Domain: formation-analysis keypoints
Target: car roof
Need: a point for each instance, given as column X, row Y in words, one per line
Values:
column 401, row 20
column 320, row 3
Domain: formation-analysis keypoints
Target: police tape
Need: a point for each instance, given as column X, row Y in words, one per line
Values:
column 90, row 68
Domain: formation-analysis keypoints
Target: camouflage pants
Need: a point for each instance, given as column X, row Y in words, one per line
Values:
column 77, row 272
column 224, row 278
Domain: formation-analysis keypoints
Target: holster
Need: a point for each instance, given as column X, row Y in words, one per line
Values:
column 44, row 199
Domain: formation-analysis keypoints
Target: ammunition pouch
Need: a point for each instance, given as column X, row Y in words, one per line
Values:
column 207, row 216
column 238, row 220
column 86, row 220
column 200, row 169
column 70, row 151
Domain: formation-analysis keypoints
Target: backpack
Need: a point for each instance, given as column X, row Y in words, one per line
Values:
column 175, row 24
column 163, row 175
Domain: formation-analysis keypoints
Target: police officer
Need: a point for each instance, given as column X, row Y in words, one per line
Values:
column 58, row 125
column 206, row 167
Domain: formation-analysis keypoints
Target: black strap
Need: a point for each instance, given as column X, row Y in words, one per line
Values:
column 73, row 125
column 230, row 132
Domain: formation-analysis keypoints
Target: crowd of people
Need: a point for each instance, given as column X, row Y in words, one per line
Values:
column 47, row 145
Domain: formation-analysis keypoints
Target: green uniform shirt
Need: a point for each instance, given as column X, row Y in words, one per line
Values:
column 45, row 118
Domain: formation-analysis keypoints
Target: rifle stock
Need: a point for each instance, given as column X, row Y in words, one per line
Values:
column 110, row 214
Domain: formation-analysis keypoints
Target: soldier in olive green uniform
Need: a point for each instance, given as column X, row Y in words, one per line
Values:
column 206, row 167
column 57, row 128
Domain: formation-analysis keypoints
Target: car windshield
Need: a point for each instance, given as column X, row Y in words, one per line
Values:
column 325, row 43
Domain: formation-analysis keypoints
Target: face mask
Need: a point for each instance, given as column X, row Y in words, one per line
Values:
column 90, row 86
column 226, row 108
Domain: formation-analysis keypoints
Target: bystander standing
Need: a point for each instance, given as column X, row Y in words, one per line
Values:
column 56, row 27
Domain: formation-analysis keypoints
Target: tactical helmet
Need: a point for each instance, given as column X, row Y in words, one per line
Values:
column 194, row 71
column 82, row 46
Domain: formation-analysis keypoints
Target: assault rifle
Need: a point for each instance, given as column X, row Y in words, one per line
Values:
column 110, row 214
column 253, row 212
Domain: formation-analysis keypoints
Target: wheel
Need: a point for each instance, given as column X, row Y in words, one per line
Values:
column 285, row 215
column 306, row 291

--

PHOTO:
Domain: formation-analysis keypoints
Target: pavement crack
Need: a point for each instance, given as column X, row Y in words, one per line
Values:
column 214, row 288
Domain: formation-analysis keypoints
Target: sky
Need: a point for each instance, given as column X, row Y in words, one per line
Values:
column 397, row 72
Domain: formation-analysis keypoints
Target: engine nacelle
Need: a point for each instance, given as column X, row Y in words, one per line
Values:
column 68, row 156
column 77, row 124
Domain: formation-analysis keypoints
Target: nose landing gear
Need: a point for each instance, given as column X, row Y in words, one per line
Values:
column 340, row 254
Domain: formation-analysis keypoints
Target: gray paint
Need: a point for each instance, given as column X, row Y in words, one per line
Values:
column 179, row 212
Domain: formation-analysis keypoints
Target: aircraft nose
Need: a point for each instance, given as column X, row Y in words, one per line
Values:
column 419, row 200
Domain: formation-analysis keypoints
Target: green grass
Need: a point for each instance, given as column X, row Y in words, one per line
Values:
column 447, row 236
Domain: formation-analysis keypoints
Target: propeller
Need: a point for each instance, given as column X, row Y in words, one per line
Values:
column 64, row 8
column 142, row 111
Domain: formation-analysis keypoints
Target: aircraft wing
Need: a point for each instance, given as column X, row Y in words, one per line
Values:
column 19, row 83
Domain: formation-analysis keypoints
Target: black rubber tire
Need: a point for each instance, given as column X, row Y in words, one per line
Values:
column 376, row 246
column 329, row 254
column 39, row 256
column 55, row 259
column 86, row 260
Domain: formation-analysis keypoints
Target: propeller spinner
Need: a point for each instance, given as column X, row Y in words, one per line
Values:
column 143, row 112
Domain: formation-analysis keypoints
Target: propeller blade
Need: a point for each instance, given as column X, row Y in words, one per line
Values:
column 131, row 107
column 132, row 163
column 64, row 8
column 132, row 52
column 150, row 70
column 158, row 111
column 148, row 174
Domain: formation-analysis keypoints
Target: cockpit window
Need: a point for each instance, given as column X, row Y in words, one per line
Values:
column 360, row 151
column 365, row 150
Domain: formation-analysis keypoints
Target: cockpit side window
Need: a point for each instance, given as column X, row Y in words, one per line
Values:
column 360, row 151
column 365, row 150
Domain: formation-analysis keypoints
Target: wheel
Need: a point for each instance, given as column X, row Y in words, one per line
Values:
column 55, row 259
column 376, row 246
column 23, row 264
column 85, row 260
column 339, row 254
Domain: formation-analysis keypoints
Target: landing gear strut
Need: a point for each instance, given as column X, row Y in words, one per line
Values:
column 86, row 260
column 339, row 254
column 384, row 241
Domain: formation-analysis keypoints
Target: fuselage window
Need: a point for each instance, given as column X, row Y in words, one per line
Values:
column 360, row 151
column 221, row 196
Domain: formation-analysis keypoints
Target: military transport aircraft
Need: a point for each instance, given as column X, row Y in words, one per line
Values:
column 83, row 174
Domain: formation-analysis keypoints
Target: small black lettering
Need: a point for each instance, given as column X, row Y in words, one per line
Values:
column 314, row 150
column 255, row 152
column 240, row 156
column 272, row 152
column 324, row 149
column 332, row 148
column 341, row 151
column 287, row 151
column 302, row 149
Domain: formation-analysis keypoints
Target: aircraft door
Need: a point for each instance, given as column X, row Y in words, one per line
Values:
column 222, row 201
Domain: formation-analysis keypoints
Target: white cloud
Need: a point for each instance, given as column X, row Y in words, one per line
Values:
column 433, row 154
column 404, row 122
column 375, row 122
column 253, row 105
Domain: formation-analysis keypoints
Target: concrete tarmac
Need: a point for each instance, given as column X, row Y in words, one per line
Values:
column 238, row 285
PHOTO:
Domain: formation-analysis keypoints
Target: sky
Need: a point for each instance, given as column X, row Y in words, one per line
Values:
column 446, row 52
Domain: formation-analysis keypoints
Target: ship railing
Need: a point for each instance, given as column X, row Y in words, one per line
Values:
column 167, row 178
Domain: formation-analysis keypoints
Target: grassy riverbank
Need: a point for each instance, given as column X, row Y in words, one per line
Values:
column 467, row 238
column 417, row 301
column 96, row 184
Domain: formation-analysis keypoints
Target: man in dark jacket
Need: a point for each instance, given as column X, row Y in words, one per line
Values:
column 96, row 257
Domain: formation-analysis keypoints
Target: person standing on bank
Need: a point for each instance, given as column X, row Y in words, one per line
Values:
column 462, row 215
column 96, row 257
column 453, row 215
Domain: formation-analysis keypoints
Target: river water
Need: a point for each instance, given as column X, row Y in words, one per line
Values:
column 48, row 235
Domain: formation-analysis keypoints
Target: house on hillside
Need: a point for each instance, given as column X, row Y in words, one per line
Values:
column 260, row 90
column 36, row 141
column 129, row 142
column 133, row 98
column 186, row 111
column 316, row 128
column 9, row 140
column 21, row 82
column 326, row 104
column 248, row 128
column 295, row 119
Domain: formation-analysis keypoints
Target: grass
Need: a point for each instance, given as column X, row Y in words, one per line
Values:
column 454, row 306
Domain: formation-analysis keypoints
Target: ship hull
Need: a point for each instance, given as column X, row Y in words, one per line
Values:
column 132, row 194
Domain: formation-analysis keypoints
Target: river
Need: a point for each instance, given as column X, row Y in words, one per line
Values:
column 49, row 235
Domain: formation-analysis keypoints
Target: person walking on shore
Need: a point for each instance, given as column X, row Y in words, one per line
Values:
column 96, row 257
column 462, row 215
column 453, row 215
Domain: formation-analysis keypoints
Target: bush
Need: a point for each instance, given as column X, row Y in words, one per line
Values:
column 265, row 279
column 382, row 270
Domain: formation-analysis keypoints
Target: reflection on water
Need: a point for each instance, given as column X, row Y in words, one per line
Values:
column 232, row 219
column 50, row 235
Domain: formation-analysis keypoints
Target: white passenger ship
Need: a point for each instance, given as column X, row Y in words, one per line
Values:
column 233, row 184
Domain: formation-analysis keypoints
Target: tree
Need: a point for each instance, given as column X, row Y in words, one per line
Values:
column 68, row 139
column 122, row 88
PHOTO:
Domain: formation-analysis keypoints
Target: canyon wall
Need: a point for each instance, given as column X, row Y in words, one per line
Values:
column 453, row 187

...

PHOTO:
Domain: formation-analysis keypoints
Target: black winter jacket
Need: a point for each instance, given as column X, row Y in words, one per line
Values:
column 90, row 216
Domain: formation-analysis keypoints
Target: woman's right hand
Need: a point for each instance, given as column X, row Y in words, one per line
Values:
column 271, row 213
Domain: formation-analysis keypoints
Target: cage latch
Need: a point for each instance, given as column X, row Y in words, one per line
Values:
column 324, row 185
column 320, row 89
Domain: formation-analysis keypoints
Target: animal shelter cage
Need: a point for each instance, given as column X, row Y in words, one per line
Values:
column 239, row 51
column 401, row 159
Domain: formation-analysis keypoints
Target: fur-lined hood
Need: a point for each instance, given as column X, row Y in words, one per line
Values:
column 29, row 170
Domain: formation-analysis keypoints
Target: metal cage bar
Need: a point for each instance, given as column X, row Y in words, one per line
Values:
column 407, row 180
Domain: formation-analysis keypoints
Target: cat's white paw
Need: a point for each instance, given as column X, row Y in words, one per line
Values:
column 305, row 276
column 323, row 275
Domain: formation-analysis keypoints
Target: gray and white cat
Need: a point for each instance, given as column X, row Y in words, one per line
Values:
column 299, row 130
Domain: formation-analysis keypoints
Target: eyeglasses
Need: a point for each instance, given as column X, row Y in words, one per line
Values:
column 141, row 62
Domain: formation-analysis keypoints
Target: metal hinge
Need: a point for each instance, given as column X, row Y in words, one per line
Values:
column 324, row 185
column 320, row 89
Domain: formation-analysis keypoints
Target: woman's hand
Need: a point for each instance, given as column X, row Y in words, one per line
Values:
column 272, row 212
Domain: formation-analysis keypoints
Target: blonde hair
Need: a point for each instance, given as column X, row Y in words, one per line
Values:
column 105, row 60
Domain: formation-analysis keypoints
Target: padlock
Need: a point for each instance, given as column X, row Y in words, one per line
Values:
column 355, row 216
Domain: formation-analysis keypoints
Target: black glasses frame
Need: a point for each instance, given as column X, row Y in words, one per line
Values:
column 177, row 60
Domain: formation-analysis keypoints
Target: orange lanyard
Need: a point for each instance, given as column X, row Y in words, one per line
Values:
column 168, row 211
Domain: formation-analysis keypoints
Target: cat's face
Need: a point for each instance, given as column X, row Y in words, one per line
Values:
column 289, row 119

* TASK INSTRUCTIONS:
Using the material above, filter for lines holding "metal" and copy each one.

* SOLUTION TO THE PROBLEM:
Target: metal cage bar
Target: metal hinge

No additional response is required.